MATERIALS PROVIDED:
__________________________________________________

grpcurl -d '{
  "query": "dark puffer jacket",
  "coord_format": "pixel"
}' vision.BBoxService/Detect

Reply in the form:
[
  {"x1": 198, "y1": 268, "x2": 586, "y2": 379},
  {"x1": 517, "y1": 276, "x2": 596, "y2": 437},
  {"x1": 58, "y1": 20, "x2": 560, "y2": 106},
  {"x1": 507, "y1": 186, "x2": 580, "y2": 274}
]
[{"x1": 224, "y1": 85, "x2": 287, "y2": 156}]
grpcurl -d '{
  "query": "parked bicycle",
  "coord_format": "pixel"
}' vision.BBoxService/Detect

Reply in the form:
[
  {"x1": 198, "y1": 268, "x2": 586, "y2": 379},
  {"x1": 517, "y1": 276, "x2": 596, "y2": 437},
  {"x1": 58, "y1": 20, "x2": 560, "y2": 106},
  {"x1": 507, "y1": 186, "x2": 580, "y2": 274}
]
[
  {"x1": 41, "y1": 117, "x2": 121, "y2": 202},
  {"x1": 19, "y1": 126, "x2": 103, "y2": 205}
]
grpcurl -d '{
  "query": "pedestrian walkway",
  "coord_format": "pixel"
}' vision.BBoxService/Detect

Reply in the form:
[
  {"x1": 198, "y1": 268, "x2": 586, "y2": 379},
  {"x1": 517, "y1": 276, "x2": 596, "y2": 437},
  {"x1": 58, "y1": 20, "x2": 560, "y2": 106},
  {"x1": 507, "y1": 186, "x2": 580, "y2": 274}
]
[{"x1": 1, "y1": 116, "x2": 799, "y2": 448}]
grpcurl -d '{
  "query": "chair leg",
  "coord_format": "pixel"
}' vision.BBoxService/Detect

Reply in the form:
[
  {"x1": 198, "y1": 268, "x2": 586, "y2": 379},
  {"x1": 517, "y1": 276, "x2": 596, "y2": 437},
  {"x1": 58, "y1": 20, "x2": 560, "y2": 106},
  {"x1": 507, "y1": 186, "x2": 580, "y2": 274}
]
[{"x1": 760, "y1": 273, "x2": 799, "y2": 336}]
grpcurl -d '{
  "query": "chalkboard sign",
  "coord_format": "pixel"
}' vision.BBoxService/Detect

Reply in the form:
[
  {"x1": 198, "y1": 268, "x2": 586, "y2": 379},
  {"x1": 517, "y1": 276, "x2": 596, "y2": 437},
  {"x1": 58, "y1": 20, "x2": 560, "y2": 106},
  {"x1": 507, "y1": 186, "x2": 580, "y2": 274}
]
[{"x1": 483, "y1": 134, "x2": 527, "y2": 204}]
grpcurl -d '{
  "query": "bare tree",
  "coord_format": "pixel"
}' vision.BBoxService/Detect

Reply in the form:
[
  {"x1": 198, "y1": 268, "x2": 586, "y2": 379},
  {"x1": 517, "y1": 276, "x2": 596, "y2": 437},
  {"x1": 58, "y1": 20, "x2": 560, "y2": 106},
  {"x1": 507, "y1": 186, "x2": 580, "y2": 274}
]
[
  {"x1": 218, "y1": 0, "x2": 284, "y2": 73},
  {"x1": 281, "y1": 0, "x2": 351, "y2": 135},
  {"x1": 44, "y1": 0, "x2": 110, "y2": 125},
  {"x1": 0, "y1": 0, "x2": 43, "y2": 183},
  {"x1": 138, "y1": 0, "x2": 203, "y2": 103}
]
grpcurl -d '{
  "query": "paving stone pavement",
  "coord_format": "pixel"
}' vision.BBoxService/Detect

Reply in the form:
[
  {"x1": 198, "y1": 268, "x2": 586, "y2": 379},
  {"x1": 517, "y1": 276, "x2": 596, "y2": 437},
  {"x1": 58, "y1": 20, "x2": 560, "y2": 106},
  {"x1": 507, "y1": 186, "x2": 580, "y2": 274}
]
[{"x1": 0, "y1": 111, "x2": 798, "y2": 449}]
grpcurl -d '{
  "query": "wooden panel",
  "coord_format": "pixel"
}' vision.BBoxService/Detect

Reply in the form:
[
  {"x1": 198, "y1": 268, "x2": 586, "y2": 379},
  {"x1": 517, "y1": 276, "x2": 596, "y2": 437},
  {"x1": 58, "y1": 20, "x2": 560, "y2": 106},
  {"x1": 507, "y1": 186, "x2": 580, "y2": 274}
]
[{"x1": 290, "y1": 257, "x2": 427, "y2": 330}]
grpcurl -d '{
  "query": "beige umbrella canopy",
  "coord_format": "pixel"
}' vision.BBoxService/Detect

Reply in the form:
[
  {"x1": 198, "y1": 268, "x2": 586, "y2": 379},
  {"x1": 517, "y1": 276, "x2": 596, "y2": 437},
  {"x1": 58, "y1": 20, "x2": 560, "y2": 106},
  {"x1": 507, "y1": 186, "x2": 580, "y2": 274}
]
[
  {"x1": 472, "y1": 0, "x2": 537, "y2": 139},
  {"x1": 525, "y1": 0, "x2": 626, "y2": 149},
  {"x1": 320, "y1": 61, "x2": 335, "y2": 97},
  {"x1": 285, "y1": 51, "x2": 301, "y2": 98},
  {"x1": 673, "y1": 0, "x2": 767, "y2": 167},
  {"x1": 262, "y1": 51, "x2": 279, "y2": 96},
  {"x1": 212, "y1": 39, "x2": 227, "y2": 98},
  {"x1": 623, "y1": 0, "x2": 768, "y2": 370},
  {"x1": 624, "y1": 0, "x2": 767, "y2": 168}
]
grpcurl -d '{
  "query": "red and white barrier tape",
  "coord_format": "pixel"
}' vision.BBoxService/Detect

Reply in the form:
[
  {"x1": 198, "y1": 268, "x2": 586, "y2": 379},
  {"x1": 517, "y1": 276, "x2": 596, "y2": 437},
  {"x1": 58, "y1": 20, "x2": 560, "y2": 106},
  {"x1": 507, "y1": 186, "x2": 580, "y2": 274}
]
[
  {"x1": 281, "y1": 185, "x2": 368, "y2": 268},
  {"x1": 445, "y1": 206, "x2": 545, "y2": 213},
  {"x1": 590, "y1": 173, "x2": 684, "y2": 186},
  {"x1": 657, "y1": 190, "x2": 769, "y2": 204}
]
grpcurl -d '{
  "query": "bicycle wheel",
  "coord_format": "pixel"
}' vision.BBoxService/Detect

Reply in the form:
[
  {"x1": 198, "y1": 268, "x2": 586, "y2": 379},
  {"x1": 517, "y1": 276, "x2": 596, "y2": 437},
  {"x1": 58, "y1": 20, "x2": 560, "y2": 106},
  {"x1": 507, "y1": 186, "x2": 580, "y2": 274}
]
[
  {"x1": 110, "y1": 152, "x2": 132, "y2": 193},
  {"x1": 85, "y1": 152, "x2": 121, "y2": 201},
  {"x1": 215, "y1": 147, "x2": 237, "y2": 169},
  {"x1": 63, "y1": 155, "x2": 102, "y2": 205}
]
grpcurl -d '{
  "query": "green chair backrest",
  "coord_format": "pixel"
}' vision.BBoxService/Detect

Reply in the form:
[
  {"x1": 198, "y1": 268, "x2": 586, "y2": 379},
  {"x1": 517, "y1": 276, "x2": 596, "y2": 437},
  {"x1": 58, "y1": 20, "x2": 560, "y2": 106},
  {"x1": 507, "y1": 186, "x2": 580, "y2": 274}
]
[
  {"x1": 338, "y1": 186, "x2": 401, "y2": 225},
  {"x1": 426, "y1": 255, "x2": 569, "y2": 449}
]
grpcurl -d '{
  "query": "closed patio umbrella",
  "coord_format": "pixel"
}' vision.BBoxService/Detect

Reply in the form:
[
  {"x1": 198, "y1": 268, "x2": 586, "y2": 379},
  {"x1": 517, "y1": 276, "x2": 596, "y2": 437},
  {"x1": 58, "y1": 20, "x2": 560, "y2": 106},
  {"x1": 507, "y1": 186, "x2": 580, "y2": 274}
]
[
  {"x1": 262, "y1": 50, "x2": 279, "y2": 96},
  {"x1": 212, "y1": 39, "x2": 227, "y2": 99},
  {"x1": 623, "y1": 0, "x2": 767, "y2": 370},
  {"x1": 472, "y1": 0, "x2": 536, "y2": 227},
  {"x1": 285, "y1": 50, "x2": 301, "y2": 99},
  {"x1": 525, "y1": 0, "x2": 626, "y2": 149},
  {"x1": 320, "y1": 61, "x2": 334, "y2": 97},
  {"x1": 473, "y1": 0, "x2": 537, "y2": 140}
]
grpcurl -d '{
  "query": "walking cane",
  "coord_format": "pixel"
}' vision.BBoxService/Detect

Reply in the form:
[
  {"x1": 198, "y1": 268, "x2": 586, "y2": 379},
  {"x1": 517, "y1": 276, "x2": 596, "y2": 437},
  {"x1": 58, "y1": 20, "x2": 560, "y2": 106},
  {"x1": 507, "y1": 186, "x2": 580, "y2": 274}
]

__________________________________________________

WHAT THIS TASK INVOLVES:
Could you state how many lines of the entries contain the word "bicycle"? Only the number is wanted.

ANSWER BOX:
2